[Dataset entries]
--- START ---
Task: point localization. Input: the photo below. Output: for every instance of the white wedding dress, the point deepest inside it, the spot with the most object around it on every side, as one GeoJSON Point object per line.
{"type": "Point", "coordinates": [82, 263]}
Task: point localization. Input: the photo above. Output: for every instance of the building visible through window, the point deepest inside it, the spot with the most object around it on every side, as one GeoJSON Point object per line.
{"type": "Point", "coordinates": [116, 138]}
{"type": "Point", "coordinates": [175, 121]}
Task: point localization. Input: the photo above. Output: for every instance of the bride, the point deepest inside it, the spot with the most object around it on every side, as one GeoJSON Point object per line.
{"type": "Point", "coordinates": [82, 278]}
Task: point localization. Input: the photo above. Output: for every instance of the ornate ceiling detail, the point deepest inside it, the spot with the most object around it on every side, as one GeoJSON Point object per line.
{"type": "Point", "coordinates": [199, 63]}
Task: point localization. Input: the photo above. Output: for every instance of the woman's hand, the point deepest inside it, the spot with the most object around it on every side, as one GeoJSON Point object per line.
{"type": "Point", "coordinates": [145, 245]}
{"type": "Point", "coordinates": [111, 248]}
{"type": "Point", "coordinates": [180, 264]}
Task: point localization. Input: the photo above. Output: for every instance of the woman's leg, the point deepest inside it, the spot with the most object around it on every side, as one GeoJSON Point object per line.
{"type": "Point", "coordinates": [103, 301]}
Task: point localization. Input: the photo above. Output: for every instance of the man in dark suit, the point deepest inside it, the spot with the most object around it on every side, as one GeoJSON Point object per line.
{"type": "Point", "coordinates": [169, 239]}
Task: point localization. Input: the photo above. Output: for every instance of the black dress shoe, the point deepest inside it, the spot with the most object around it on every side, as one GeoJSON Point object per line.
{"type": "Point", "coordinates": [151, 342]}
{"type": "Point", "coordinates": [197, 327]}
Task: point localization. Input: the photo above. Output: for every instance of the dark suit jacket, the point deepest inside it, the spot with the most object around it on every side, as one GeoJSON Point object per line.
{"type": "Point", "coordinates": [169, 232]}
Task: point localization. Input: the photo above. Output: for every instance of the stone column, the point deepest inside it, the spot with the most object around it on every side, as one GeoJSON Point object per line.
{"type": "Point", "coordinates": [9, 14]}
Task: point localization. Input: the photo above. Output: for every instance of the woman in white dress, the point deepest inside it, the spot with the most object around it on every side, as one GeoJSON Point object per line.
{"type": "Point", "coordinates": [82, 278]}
--- END ---
About this task ▸
Give the records again, complete and exact.

Answer box ▸
Task: point localization. Input: the photo below. Output: for every instance of the white wedding dress, the point deepest inside it, the spot with the most object around it on every side, as one GeoJSON Point object per line.
{"type": "Point", "coordinates": [82, 263]}
Task: point localization. Input: the photo above. Output: for every instance of the building visible through window, the point deepest inside it, the spot with the most object around it on every side, as one GeoJSON Point object per line.
{"type": "Point", "coordinates": [116, 138]}
{"type": "Point", "coordinates": [175, 121]}
Task: point localization. Input: the photo above. Output: for every instance of the bride, the point deepest inside it, the spot with the most object around it on every side, as one GeoJSON Point object per line.
{"type": "Point", "coordinates": [82, 278]}
Task: point localization. Input: the photo above. Output: for every instance of the ornate ceiling detail, the point deepest inside it, the spot with the most object around it on every side, as one GeoJSON Point object per line.
{"type": "Point", "coordinates": [199, 63]}
Task: point localization. Input: the photo above. Output: for every instance of the woman's hand, the point deepest inside it, the spot with the most object around it on every side, as one GeoJSON Point object per line.
{"type": "Point", "coordinates": [145, 245]}
{"type": "Point", "coordinates": [111, 248]}
{"type": "Point", "coordinates": [180, 264]}
Task: point localization. Input: the photo above. Output: for every instance of the woman's leg, the point deepest inside it, the spot with the most object around it on every side, as one GeoJSON Point object per line.
{"type": "Point", "coordinates": [103, 301]}
Task: point localization. Input: the photo above. Output: for every instance of the man in dark suit, the point deepest inside it, the spot with the most object around it on every side, as one GeoJSON Point object per line.
{"type": "Point", "coordinates": [169, 239]}
Task: point localization. Input: the photo above. Output: for every instance of the black dress shoe, the point deepest inside it, the spot with the most object around it on every side, as one GeoJSON Point object per line.
{"type": "Point", "coordinates": [151, 342]}
{"type": "Point", "coordinates": [197, 327]}
Task: point localization. Input: the photo above. Output: for every instance of the dark suit jacket, the point deepest inside it, the spot with the most object around it on every side, as one GeoJSON Point object per line.
{"type": "Point", "coordinates": [169, 232]}
Task: point localization. Input: the photo above. Output: for every instance of the stone column, the point deepest inside it, the spot with the most object around it on every side, as one GeoJSON Point object per line.
{"type": "Point", "coordinates": [9, 14]}
Task: point localization. Input: the photo above. Output: for every instance of the woman in white dress, the point deepest inside it, the spot with the most object around it on every side, as one GeoJSON Point object per line.
{"type": "Point", "coordinates": [82, 278]}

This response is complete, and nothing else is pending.